DOCUMENT PASSAGE ▸
══════════

Page MenuHomePhabricator

In a k8s world: where does MediaWiki code live?
Closed, ResolvedPublic

Description

In the MediaWiki on k8s initial proposal document @Joe mentioned a phase of the transition during which MediaWiki's PHP code would be mounted to a php-fpm container running under k8s as a volume rather than built into the container.

There are a few unanswered questions and clarifications in the thread from the Google document; hence this task.

Some things needing clarity:

  • When a MediaWiki pipeline image becomes available how easy will it be to transition/is the intention to transition?
  • @dduvall and/or @jeena are you objecting to having the code mounted as a volume as a transition step? Or as a final step?
  • How long is this transition period?

Event Timeline

My concern is that this transition step becomes a permanent step.

From a delivery point of view, having an immutable artifact which represents what we intend to deploy is advantageous. Deployment is simpler, there are fewer Kubernetes resources required, and it’s easier to track what is running in production. I don’t see an advantage to not shipping the code in the image, and if it’s about avoiding tackling technical debt in regards to running build steps at deploy time, I think it’s better do that hard work rather than settle.

My concern is that this transition step becomes a permanent step.

It's up to us to avoid that being true, in case, but I have further doubts I will clarify below. And yes, I clarified in a meeting with our managers I have that concern too (after all, Starling's first law still holds), and they swore commitment to repay that debt once we've transitioned traffic.

══════════

SET PROBLEM ▸
Say whether each statement agrees with the MediaWiki-on-Kubernetes thread above, answering yes or no and quoting the deciding words: (a) In the transition phase, MediaWiki's PHP code would be built into the php-fpm container. (b) One comment says an immutable artifact makes it easier to track what is running in production. (c) The managers committed to repaying the debt before traffic is transitioned.

INFORMATION SHOWN ▸
══════════

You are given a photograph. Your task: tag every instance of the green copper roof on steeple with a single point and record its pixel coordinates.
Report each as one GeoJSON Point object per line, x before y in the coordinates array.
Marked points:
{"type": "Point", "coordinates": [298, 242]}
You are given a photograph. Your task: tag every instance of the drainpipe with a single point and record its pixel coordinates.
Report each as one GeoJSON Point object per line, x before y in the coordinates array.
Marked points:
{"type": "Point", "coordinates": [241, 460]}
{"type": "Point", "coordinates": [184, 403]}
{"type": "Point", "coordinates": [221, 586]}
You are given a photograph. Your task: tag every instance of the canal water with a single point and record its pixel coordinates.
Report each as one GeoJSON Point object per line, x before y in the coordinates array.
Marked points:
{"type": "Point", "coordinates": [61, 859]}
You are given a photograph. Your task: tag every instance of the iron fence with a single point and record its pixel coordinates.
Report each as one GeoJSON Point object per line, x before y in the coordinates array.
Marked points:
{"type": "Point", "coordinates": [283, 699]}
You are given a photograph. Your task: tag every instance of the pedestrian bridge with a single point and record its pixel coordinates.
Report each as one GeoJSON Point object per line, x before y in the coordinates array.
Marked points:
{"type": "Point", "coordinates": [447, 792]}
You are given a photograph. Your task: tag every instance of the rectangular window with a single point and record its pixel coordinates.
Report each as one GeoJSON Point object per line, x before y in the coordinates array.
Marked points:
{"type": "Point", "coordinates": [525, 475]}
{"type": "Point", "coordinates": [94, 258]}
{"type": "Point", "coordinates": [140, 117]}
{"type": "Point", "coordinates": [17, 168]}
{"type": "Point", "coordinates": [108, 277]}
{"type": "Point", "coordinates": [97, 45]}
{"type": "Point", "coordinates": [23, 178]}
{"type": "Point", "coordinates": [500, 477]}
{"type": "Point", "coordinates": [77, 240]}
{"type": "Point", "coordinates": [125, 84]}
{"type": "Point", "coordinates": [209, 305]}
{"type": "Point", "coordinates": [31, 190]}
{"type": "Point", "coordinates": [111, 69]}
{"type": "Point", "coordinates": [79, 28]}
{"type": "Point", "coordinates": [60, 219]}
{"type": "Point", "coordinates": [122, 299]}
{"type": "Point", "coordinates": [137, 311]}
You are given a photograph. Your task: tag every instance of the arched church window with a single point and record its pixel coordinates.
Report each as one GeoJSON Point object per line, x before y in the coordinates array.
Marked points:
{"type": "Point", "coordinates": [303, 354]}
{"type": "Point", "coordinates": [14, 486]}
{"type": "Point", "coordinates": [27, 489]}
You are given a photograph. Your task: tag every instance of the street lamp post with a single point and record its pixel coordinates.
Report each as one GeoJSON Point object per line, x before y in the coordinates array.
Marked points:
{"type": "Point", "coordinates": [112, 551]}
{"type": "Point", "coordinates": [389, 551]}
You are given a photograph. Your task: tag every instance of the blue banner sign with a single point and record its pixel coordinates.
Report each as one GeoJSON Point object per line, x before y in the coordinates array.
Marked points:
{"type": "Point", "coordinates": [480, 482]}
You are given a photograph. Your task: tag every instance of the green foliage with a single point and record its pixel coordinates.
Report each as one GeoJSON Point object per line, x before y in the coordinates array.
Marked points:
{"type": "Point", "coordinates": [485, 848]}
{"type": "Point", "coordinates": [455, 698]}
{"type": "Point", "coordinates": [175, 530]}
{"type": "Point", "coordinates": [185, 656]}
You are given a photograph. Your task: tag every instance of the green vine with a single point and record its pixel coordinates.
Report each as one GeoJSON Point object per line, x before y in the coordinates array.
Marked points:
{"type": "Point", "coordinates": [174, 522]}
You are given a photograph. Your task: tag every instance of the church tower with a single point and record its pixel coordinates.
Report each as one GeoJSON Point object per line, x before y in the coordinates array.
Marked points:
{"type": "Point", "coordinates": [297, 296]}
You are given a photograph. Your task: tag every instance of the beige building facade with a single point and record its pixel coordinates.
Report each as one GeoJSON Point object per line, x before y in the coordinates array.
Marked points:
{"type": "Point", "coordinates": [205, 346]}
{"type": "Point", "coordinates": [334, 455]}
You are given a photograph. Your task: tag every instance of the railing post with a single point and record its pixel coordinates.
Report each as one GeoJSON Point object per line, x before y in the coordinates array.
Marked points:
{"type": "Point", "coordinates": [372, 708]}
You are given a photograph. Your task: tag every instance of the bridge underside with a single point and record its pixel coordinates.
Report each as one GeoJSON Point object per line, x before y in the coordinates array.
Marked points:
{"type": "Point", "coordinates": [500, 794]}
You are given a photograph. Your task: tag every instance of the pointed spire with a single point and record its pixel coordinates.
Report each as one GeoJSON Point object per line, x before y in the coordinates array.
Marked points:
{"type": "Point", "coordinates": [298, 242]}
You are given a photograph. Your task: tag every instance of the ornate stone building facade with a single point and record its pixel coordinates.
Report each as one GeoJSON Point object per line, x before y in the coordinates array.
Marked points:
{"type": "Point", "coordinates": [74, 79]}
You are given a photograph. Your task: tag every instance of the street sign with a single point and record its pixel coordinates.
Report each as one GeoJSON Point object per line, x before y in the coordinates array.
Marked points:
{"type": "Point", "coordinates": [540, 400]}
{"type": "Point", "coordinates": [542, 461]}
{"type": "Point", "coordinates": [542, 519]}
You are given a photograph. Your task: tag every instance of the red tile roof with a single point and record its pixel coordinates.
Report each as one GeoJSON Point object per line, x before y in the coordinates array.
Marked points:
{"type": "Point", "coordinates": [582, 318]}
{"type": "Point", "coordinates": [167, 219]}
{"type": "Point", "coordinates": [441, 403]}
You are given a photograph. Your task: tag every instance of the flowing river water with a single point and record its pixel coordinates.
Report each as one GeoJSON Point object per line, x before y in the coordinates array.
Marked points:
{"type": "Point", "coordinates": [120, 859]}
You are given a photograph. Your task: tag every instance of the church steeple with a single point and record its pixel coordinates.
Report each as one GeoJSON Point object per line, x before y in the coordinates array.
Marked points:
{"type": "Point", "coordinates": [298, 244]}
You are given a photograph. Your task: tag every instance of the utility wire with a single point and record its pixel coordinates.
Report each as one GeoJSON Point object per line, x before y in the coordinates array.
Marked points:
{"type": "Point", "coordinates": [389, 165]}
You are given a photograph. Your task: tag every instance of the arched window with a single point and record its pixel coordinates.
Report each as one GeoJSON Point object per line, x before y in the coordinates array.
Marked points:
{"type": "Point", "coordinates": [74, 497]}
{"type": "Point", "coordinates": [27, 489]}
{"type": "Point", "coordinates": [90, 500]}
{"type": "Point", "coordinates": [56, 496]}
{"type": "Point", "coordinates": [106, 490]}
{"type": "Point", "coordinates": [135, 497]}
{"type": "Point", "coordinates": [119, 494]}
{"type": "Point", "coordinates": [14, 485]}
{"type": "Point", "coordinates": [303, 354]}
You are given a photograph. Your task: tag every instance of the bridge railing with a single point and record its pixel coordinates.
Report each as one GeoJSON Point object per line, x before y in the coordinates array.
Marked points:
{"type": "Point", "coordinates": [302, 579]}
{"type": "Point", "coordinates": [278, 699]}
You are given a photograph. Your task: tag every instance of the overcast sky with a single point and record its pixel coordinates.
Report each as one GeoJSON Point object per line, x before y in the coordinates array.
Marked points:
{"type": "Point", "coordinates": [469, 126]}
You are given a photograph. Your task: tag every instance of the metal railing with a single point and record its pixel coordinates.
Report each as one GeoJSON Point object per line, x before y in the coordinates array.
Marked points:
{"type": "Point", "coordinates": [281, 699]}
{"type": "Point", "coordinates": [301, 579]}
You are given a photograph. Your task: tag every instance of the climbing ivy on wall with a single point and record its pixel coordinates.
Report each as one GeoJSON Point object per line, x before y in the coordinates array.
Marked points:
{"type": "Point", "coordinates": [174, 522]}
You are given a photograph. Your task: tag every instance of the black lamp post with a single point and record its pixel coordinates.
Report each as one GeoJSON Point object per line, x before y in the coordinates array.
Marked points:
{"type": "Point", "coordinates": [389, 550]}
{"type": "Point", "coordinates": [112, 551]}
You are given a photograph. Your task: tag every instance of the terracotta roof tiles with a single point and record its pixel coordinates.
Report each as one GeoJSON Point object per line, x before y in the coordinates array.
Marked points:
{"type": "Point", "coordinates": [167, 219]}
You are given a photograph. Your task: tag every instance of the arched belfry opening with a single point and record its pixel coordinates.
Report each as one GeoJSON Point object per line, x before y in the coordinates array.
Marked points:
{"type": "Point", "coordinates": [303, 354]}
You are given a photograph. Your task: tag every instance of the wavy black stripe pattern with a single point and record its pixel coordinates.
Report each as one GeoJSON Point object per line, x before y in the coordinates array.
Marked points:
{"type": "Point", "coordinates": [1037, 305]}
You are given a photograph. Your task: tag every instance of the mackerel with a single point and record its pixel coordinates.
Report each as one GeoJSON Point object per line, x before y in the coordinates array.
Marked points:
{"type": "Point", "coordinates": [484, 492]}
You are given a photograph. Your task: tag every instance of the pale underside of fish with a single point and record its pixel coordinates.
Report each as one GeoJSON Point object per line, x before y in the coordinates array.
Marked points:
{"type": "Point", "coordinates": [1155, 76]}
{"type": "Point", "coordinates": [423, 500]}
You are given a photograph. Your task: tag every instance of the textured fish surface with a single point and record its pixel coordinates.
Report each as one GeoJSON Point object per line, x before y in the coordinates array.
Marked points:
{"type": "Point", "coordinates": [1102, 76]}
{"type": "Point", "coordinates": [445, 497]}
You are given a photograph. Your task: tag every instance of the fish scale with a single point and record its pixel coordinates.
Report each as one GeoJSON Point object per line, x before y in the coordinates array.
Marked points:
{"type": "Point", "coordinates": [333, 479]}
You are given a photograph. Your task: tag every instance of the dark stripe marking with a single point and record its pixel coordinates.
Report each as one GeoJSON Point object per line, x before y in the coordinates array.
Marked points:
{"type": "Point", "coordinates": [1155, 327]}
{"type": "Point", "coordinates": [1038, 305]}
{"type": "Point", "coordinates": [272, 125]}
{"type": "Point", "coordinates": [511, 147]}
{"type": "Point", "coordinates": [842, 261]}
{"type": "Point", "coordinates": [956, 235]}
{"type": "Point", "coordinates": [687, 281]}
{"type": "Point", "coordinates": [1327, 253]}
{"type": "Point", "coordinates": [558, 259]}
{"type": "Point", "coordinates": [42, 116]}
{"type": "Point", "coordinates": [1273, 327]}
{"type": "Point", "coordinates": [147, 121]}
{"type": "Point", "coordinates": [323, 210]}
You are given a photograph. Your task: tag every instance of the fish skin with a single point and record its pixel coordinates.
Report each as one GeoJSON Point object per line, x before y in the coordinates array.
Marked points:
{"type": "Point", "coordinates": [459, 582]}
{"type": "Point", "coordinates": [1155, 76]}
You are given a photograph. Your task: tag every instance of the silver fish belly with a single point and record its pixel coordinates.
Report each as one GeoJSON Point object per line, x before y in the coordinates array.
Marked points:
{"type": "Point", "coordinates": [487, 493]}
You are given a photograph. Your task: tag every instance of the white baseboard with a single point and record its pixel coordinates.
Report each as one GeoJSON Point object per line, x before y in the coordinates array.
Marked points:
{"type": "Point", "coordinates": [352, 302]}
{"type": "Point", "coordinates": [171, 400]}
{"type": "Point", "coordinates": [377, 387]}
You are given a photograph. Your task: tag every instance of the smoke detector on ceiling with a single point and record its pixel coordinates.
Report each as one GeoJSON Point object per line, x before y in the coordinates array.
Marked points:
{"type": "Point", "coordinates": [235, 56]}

══════════

TASK ANSWER ▸
(a) No: "would be mounted to a php-fpm container running under k8s as a volume rather than built into the container"
(b) Yes: "it’s easier to track what is running in production"
(c) No: "they swore commitment to repay that debt once we've transitioned traffic"